● Task material:
* * * * *

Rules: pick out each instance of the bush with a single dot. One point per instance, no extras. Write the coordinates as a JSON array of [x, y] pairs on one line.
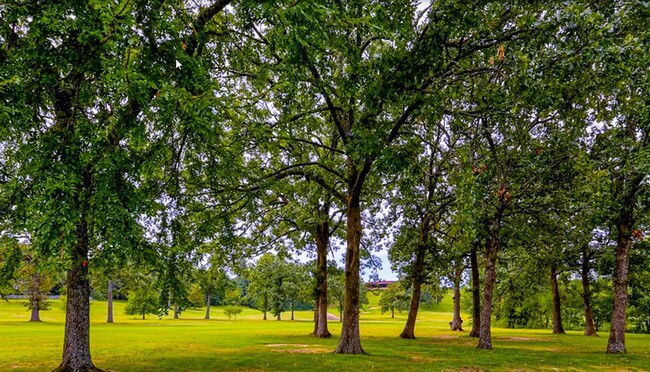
[[232, 311]]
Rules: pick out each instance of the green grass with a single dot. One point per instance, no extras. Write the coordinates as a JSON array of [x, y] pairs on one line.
[[248, 343]]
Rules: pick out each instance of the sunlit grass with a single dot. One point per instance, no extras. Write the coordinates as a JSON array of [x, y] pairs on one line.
[[249, 343]]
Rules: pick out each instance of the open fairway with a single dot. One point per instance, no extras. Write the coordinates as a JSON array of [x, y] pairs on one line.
[[250, 343]]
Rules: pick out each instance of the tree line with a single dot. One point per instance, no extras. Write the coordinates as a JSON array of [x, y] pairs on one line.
[[158, 132]]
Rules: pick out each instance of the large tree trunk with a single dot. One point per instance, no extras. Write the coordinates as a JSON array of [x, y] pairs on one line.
[[207, 306], [476, 293], [491, 251], [266, 305], [590, 328], [350, 342], [322, 242], [109, 302], [616, 342], [418, 277], [557, 307], [35, 297], [76, 346], [457, 321]]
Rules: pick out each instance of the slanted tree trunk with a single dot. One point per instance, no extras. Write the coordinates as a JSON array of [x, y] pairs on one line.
[[557, 308], [590, 328], [35, 297], [476, 293], [76, 345], [207, 306], [457, 321], [350, 342], [109, 302], [616, 342], [418, 277], [491, 251], [322, 242]]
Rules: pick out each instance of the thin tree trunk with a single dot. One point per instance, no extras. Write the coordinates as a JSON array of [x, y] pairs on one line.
[[457, 321], [557, 307], [266, 304], [316, 315], [418, 277], [35, 297], [207, 306], [322, 242], [590, 328], [476, 293], [491, 251], [350, 342], [76, 345], [616, 342], [109, 302]]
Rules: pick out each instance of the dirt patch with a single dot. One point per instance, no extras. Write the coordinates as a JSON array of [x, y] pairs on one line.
[[299, 348], [331, 316], [521, 339]]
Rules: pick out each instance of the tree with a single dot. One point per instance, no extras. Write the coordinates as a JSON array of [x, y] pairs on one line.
[[394, 297], [143, 298]]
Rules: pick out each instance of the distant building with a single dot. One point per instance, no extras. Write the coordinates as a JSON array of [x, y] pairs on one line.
[[379, 285]]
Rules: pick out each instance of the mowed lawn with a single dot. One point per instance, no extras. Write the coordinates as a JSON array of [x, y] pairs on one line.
[[249, 343]]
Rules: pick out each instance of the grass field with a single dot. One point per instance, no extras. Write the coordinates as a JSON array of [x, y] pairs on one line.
[[249, 343]]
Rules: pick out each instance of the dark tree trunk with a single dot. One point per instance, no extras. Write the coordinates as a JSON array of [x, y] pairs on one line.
[[418, 277], [491, 251], [457, 321], [207, 306], [616, 342], [109, 302], [476, 293], [35, 297], [590, 328], [76, 346], [316, 314], [266, 304], [350, 342], [322, 242], [557, 307]]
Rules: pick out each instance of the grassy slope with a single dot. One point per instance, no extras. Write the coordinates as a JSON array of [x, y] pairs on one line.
[[249, 343]]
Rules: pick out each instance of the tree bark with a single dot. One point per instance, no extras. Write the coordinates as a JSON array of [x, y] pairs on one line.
[[322, 242], [350, 342], [457, 321], [266, 304], [476, 293], [76, 346], [207, 306], [109, 302], [557, 307], [590, 327], [616, 342], [418, 278], [491, 251], [35, 297]]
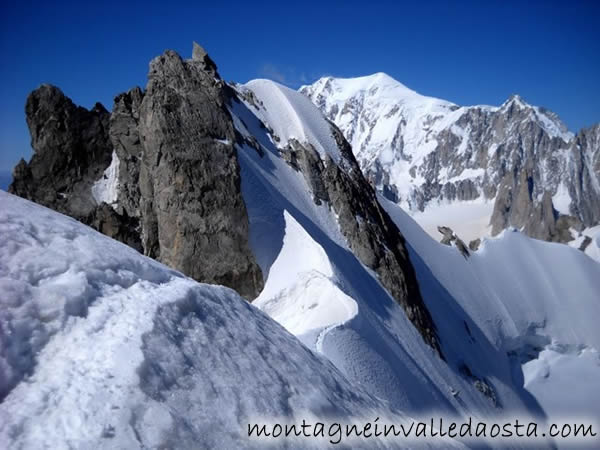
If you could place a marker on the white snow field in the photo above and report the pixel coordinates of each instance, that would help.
(393, 130)
(319, 290)
(536, 300)
(494, 311)
(101, 347)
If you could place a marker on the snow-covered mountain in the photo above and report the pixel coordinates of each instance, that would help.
(101, 347)
(513, 165)
(250, 186)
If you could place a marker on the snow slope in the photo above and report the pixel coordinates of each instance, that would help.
(316, 288)
(101, 347)
(434, 157)
(537, 301)
(293, 116)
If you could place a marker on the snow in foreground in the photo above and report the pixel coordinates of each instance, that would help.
(101, 347)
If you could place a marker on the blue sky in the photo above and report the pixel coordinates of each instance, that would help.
(466, 52)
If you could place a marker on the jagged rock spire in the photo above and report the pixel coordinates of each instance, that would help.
(206, 63)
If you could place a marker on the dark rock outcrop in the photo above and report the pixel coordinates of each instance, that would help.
(178, 196)
(71, 150)
(450, 238)
(371, 234)
(517, 155)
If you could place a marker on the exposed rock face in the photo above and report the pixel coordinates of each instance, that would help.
(71, 150)
(474, 244)
(371, 234)
(178, 196)
(450, 238)
(419, 150)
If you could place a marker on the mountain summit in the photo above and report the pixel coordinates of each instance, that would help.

* * * * *

● Work order: All entries above should be printed exactly, though without their pictures.

● Task response:
Rules: pick out each instance of the bush with a single dot. One point per instance, no extras. Write the coordinates as a JSON array of [x, y] pairs on one line.
[[232, 311]]
Rules: pick out each instance of the green grass with a single dot. One point per instance, no extras. Write the coordinates as a JSON array of [x, y] pairs on one line.
[[248, 343]]
Rules: pick out each instance of the sunlit grass with a single dot. One point per instance, no extras. Write the coordinates as a JSON array of [x, y] pairs on one line.
[[249, 343]]
Rules: pick out each instance of the open fairway with a single dot. One point per instance, no extras. Write the coordinates as a JSON array of [x, y] pairs on one line.
[[250, 343]]
Rules: pick out each instance of the tree line with a single dot. One point per instance, no extras. Write the coordinates as a JSON array of [x, y] pairs on one line.
[[158, 132]]
Rules: pick out each instance of the large tree trunk with a single dot. One point per instance, no extras. Write the coordinates as a JSON array of [x, y] pairs on one line.
[[207, 306], [476, 293], [491, 251], [266, 305], [590, 328], [350, 342], [322, 242], [109, 302], [616, 342], [418, 277], [557, 307], [35, 297], [76, 346], [457, 321]]
Rules: pick out each instance of the slanted tree trunk with a single dot. One point per instance, no extras. Write the coordinates as a JSON array of [x, y] pairs on one line.
[[557, 308], [590, 328], [35, 297], [476, 293], [76, 345], [207, 306], [457, 321], [350, 342], [109, 302], [616, 342], [418, 277], [491, 251], [322, 242]]
Rules: pick out each instance of the thin tree trunk with a single dot. One point per instance, no extras. Write the coordinates as a JSON array of [x, y] pairs on one line.
[[457, 321], [557, 307], [266, 304], [316, 315], [418, 277], [35, 297], [207, 306], [322, 242], [590, 328], [476, 293], [491, 251], [350, 342], [76, 345], [616, 342], [109, 302]]
Rules: pick out each instance of the dirt patch with a single dot. One point per instance, no extras. Write the coordinates as a JSON array of [x, y] pairs on one line.
[[299, 348], [331, 316], [521, 339]]
Rules: pick out each instance of the tree with a single dot. One point per instance, no extras. Write the coordinates as a JSON array of [x, y] pairs on one line.
[[394, 297], [143, 298]]
Rules: pick out each instance of the distant building with a single dot. One point per instance, no extras. Write the coordinates as a JSON array of [x, y] pairs on one line.
[[379, 285]]
Rules: pick out each instance of the mowed lawn with a single dot. One point per instance, no extras. Write the coordinates as a JSON array of [x, y] pairs on one line.
[[249, 343]]
Rules: pick out each instance of the grass field with a single dot. One point per instance, no extras. Write the coordinates as a JSON array of [x, y] pairs on one line.
[[249, 343]]
Rules: pick out each instance of the dark tree trunk with a single dot. One point per instance, no extras. Write the coordinates as a JSON array of [x, y] pairs on one line.
[[418, 277], [491, 251], [457, 321], [207, 306], [616, 342], [109, 302], [476, 293], [35, 297], [590, 328], [76, 346], [316, 314], [266, 304], [350, 342], [322, 242], [557, 307]]
Rules: pick out each instance of the grassy slope with a single dot. One point per instance, no extras. Write the coordinates as a JSON array of [x, y] pairs on one line.
[[249, 343]]
Rules: pick out each instance of the tree bark with a single dot. One point per instance, no extras. Write the coordinates as a JSON array of [x, y] pairs on one line.
[[322, 242], [350, 342], [457, 321], [266, 304], [476, 293], [76, 346], [207, 306], [109, 302], [557, 307], [590, 327], [616, 342], [418, 278], [491, 251], [35, 297]]
If you could place a marker on the white snow field in the photo above and report the pixel coordinates of each instance, that would help.
(393, 130)
(319, 290)
(536, 300)
(494, 311)
(101, 347)
If you could place a marker on the snow-covered mountain in the photo above and report the pixel coordinates of each instance, that would help.
(101, 347)
(513, 165)
(250, 186)
If you could place a marker on the snow slope in the photo above and report the pixel coordinates of each instance, that would help.
(316, 288)
(101, 347)
(434, 157)
(537, 301)
(293, 116)
If you could place a marker on the snow in foreground in the photo above and report the pixel coordinates of each instance, that would help.
(101, 347)
If you could place a marker on the blue sky in the photo above and report the pixel coordinates of each instance, that would help.
(466, 52)
If you could place a marker on the jagged rock spire in the photo above and report the pixel coordinates of each instance, that would help.
(206, 63)
If you could place a marker on the dark rock outcrop in the photo above and report the pixel coordinates of each instance, that would help.
(178, 196)
(71, 150)
(450, 238)
(371, 234)
(517, 155)
If you could place a marker on the exposed rock face in the photo above and report the pixel coordinates of each instance, that would help.
(71, 150)
(474, 244)
(371, 234)
(178, 196)
(450, 238)
(419, 150)
If you could place a marker on the mountain summit in the photo above and report the pixel coordinates of each instance, that would help.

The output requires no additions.